Top of SELECTED PASSAGE

But the journey continues towards Villanúa where it is worth looking at the churches of San Esteban and that of San Vicente. Later you will reach Aruej and its small Romanesque church and Castielo de Jaca, a new reference point before arriving in Jaca. At this point, the traveller will be able to regain strength by staying over so as to divide the different stages of the route in Upper Aragon.
The main diversion crosses San Juan de la Peña, one of the defining spots in the history of Aragon, and continues to Santa Cilia of Jaca and Puente de la Reina. And the three last stops, are Artie, Ruesta and Undués where, in addition to historical vestiges and emblematic places, there are three hostels for pilgrims.
From there, through Sangüesa, the road enters Navarre and continues its journey to lead into the holy lands of the apostle.
The logical concern that pilgrims harbour is to know how the road will be signposted. This disappears on discovering that it is perfectly clear. However, it is essential to carry a guidebook in which all the guidelines are listed in detail.

Bottom of SELECTED PASSAGE
Top of DATASET EXCERPTS

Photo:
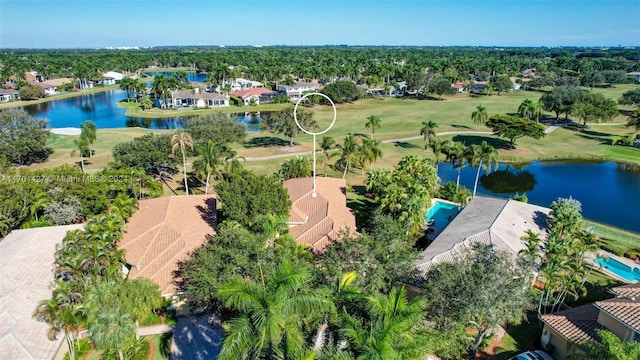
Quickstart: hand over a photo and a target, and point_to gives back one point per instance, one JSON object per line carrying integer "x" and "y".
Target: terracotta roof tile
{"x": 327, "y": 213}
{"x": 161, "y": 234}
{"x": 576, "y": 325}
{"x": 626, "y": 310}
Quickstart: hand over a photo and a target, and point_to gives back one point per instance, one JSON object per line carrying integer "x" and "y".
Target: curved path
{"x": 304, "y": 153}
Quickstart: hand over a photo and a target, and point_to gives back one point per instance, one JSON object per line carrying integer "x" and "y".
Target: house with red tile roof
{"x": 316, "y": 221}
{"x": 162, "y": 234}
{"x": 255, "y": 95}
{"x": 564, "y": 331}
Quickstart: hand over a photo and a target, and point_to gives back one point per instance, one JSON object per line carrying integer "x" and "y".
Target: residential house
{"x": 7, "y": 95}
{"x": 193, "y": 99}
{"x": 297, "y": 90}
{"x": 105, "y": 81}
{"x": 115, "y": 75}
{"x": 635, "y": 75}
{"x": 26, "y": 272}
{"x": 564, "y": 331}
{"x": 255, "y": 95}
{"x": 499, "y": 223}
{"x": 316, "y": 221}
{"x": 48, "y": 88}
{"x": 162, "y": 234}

Bottom of DATASET EXCERPTS

● **STUDY QUESTIONS**:
• 1. According to the passage on the pilgrim route through Upper Aragon, what is it essential for pilgrims to carry?
• 2. Translate this sentence from the passage on the pilgrim route through Upper Aragon into Spanish: "From there, through Sangüesa, the road enters Navarre and continues its journey to lead into the holy lands of the apostle."
• 3. Pick up the passage on the pilgrim route through Upper Aragon after its final sentence and continue it.
The data above play no part in what is asked here.

● **ANSWERS TO THE TASKS**:
• 1. A guidebook in which all the guidelines are listed in detail.

• 2. Desde allí, a través de Sangüesa, el camino entra en Navarra y continúa su recorrido hasta adentrarse en las tierras santas del apóstol.

• 3.
The traveller will be guided by means of yellow arrows, posted on bridges, trees and stones, besides the fact that in some places the classic marks of the GR (a red line on a white one) appear. But a good ally for guidance is the sun; in the morning it will be on the left side of your neck, by mid-morning on your left arm and in the afternoon, before setting, on the left side of your face. Let’s not forget that the road describes an almost perfect route from east to west.
Sleeping in Hostels
The Valley of the Aragon, whether providing accommodation for pilgrims and walkers or increasing their offer of hotels, has a number of shelters and refuges that are especially indicated for overnight stays with guarantees and very low prices.
Fiestas and festivals
On the first Friday of May every year, Jaca celebrates one of its most popular and long-awaited traditional fiestas of the entire calendar. It is a festivity celebrating the tradition of an event that commemorates the triumph of Christian groups in the Battle of Victory (8th century) led by Count Aznar. A day declared of tourist interest that each year attracts more people.
More information in the Tourism Office of Jaca (Plaza de San Pedro, 11-13)
Phone: 974 360098
If this festival is synonymous with tradition, the Folklore Festival of the Pyrenees is colour and sound. Dancers, musicians and craftsmen from all over the world gather in Jaca to flood the city with life and joy. A colourful and multicultural environment for a meeting that on even years is held in the French town of Olorón and on the odd ones in Jaca. Everyone gets together at this spectacular parade.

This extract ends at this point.